[Task objective] Print all entries word for word.

(Point labeling examples)
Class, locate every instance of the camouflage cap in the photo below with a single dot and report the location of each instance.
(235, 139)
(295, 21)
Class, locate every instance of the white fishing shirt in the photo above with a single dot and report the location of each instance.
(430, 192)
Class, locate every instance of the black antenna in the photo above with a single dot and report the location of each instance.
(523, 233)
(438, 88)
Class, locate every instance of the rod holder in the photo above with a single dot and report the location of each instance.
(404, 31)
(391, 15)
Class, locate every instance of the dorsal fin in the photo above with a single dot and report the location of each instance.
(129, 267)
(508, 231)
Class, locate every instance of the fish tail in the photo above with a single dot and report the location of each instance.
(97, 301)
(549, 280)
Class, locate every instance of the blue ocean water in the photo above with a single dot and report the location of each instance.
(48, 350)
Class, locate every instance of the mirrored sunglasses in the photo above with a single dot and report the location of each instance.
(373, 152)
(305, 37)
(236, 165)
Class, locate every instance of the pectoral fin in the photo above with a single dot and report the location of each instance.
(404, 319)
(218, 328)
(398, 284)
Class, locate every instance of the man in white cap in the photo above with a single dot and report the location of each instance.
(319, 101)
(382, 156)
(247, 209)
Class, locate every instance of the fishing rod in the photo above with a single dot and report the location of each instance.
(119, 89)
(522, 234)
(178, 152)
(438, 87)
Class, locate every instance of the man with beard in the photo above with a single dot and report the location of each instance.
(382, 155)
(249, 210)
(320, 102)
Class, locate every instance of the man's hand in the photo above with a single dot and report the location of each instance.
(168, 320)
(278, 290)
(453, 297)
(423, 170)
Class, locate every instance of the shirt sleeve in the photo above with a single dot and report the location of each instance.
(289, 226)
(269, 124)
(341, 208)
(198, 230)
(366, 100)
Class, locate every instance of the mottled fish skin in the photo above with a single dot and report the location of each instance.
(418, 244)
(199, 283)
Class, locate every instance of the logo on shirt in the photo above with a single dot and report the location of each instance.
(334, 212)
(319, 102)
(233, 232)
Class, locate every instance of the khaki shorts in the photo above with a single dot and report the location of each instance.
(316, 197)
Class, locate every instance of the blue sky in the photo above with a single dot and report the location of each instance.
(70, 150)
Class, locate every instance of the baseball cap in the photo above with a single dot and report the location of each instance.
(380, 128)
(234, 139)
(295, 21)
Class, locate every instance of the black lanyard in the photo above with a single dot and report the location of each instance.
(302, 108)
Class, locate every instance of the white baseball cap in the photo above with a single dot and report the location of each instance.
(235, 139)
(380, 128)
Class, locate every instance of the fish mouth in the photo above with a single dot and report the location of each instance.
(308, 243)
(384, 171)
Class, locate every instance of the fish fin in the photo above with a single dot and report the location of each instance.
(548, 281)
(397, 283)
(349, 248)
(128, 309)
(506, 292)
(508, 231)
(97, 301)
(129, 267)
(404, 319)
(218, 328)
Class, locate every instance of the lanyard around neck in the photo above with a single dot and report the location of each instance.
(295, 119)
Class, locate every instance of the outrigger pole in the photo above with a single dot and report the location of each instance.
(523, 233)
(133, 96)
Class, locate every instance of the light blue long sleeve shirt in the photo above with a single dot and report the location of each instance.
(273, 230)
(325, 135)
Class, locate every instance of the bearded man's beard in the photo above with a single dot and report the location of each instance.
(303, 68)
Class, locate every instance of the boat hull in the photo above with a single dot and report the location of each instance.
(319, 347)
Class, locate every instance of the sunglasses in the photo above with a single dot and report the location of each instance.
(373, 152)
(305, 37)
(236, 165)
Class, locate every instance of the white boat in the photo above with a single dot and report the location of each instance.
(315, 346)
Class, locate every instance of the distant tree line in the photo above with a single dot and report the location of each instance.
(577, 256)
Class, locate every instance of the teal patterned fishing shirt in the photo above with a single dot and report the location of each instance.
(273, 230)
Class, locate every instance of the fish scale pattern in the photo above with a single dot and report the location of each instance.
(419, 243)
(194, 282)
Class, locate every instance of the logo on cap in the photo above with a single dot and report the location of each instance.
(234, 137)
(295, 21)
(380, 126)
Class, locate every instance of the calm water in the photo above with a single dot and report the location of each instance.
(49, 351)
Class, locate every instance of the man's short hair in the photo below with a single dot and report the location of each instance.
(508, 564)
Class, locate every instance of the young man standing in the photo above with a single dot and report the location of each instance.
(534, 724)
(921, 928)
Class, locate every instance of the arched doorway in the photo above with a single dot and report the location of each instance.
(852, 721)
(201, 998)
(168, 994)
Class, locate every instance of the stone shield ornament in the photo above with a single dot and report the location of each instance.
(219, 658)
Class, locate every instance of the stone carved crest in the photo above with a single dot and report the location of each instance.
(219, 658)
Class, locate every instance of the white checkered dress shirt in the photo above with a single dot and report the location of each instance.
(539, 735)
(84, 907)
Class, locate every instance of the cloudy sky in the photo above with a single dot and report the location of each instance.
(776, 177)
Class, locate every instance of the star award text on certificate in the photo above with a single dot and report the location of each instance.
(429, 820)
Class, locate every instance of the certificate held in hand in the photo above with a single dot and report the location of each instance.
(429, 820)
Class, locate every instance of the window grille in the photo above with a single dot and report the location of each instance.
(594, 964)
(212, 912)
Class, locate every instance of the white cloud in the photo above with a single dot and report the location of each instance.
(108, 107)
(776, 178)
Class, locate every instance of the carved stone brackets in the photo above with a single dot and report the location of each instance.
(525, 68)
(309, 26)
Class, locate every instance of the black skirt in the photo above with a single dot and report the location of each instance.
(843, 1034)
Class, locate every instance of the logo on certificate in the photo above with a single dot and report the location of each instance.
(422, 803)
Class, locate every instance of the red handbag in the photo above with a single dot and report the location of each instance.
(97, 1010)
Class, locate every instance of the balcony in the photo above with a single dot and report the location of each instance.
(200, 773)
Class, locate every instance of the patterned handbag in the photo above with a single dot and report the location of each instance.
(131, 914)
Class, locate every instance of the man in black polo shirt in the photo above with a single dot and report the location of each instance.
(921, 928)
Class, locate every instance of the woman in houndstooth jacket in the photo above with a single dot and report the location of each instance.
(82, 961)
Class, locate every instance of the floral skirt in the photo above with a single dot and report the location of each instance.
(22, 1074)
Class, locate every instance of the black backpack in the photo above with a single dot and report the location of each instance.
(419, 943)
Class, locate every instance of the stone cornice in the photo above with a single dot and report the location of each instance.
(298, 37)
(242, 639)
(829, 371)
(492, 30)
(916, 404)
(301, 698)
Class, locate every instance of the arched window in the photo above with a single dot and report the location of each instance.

[Task answer]
Class, locate every instance of the camouflage cap in the photo below with a single dot and report the location of each instance.
(235, 139)
(295, 21)
Class, locate every instance of the white fishing shirt in the photo above with a single dot and report the location of each instance.
(430, 192)
Class, locate every instance of the black antenna in the photo above with a single dot and report the location of each instance.
(523, 233)
(438, 88)
Class, locate every instance of the rod holder in the photo above with a single dot and report the location of each instance.
(404, 31)
(391, 15)
Class, locate every instance of the dorsal fin in the photo above with a single dot and report the location of each instance.
(129, 267)
(508, 231)
Class, locate every instance of the fish tail in the photo above with a single dot and report the location of each instance.
(97, 301)
(549, 280)
Class, locate every instance of the blue ocean water in the photo above with a single dot and report the location of each instance.
(48, 350)
Class, locate every instance of the mirrored sunglasses in the photo above with a single dot and report the location of each instance.
(373, 152)
(305, 37)
(236, 165)
Class, locate every instance of the pectoral fin in the photo above with a single dot and report the location of each instance.
(404, 319)
(218, 328)
(398, 284)
Class, locate every instance of the man in white cap in the photo above with a single dot and report the location of each instance.
(319, 101)
(382, 156)
(247, 209)
Class, locate every instance of the fishing rod in the photo above with a single dot and report the location of each instance.
(119, 89)
(522, 234)
(178, 152)
(438, 87)
Class, locate every instance of the man with beard in the photo above with a single dot and report the location of each instance.
(382, 155)
(249, 210)
(320, 102)
Class, locate every instance of the man's hand in the photo above with a single dot and report the location of each instance.
(168, 320)
(278, 290)
(453, 297)
(423, 170)
Class, locate every instance of the shirt sleeve in the photo above with a single dot and report the location of each instance.
(289, 226)
(269, 124)
(341, 208)
(198, 230)
(366, 100)
Class, locate every instance of the mottled fish skin in the photo above with a single dot and report the location of each instance.
(418, 244)
(199, 283)
Class, locate every instance of the logo on shirt in the photo above with a single dot and report the location of each instance.
(334, 212)
(319, 102)
(233, 232)
Class, locate every instance of the khaki shorts in the photo above with a single dot and report the location of each instance.
(316, 197)
Class, locate every instance of the blue sky in the photo above with a single dot and report the location of each instance.
(70, 150)
Class, locate every instance of the baseball cap in the photo above with a single dot and report the location of each instance.
(380, 128)
(234, 139)
(295, 21)
Class, locate every instance of the black lanyard in the photo above with a single dot and report the location of each instance.
(302, 108)
Class, locate every instance of the white baseball cap in the photo above with a single dot and report the location of each instance.
(235, 139)
(380, 128)
Class, locate every instance of the fish mouth in the photo above with a single dot and report the location of each instance.
(308, 243)
(384, 171)
Class, locate every instance of the fish fin in the photo above with a single dot and report the location of each instance.
(548, 281)
(397, 283)
(349, 248)
(128, 309)
(506, 292)
(508, 231)
(97, 301)
(129, 267)
(404, 319)
(218, 328)
Class, locate every instance of the lanyard around neck in the photo above with a single dot and report the location of each instance.
(295, 119)
Class, locate every instance of the outrigger pole in the photo above with a single dot and report the location of each instance.
(523, 233)
(133, 96)
Class, locate every instance of the light blue long sleeve shirt in the photo above with a single dot and report the location of each instance.
(273, 230)
(325, 135)
Class, locate every instance of the bearded man's beard in the photo above with a single dot and report the location of each instance.
(303, 68)
Class, locate every instance of the boat hull in the photo above with a single dot and report the location of each instance.
(319, 347)
Class, locate every instance of the sunglasses in the photo above with a single dot and report the location of each instance.
(373, 152)
(305, 37)
(236, 165)
Class, locate every instance of the white boat in the photo above with a single dot and report the location of each instance.
(315, 346)
Class, locate every instance of the distant tree line in the photo above with a single dot and report the location of each instance.
(577, 256)
Class, locate every instance of the teal patterned fishing shirt in the photo above with a single dot and report the location of each instance.
(273, 230)
Class, locate every instance of the fish scale pattern in the photo above with a single dot and report the location of each instance.
(419, 243)
(194, 282)
Class, locate every instance of the logo on cap in the photo above with a single dot and report the location of each instance.
(234, 137)
(295, 21)
(380, 126)
Class, locate every instance of the calm water in the photo above with a single dot and report the location of each instance.
(49, 351)
Class, locate every instance of the man's short hair in the photo below with a single dot and report the location of each instance.
(508, 564)
Class, locate every instance of the young man standing in the photo above with a single dot and report the location of each instance.
(534, 724)
(921, 928)
Class, locate every instance of the arched doorway in the photo above with a single dot and report the location of each instance.
(852, 721)
(201, 998)
(168, 994)
Class, locate every instance of the stone shield ornament in the photo above with a single dot and report the location of each instance.
(219, 658)
Class, locate every instance of the stone carved crest in the photo above with a single dot and report the location of each instance.
(219, 658)
Class, locate every instance of the white checkered dress shirt in the photo above with a single dot and report the location of each instance.
(539, 735)
(84, 907)
Class, locate every instance of the cloudy sky in the photo above with a single dot and report the location of each instance.
(776, 177)
Class, locate every instance of the star award text on certificate in the photo above with a single dot and report the location of each instance.
(429, 820)
Class, locate every instance of the certificate held in hand in the photo above with a single dot and report the location of each instance.
(429, 820)
Class, locate every instance of the window grille in the photo above with a single dot and report the location of each instance.
(594, 964)
(212, 912)
Class, locate every instance of the white cloud in the photo above with a single dot and report the location of each instance.
(108, 107)
(776, 178)
Class, locate every instance of the carved stone brackets in the photo above with a single dot and report the location of each instance.
(525, 68)
(309, 26)
Class, locate every instance of the black skirt in the photo above with a single dot and report the location of each instance.
(843, 1034)
Class, locate every instance of the logo on certificate in the photo above with a single dot and report the location of each instance.
(422, 803)
Class, locate every instance of the red handbag in the photo above with a single dot and report the location of each instance.
(97, 1010)
Class, locate every instance of the balcony in the photo above with a single dot and report the location of each instance.
(200, 773)
Class, locate every instance of the patterned handbag in the photo above with a single dot and report the location of each instance.
(131, 914)
Class, locate every instance of the man in black polo shirt in the photo above with a single dot and report the location of each instance.
(921, 928)
Class, locate every instance of the woman in houndstooth jacket in the photo above with a single dot and report the location of each instance.
(82, 961)
Class, locate every instance of the floral skirt in the photo above with a single dot and report the location of each instance.
(22, 1074)
Class, locate every instance of the black backpack in the photo above with a single dot and report the location of each instance.
(419, 943)
Class, locate every instance of the stone cornice in the photo above with a single dot and report the location of each instance.
(298, 37)
(242, 639)
(829, 371)
(492, 30)
(916, 404)
(301, 698)
Class, locate every instance of the arched window in the photo above with a single dot and report the location of each instance.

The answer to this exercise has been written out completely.